▶ Passage shown

* * *

Amid rising cases of Omicron across the world, a recent study by an international team of scientists has identified antibodies that neutralise Omicron and other Covid variants.
Reportedly, these Omicron antibodies target areas of the virus spike protein that remain unchanged as the viruses keep mutating. The findings were published in the journal Nature.
Thus, it is likely possible to design a vaccine or antibody treatment against Omicron and other variants by identifying the targets of these "broadly neutralizing" antibodies on the spike protein.
"This finding stated that by focusing on antibodies targeting these sites on the spike protein, there's a way to overcome the virus' continual evolution," said David Veesler, an investigator with the Howard Hughes Medical Institute and associate professor of biochemistry at the University of Washington School of Medicine in Seattle.

* * *

▶ Dataset content
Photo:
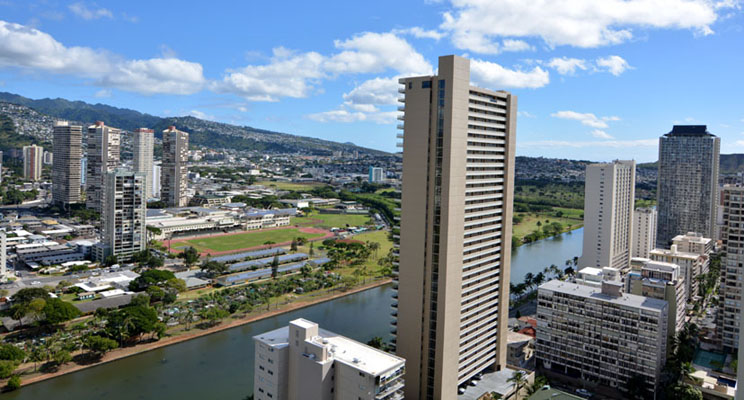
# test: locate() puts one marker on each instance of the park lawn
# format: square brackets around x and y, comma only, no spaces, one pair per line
[294,186]
[248,239]
[329,221]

* * *

▶ What to do
According to the passage about Omicron antibodies, in which journal were the findings published?

▶ Answer to this task
Nature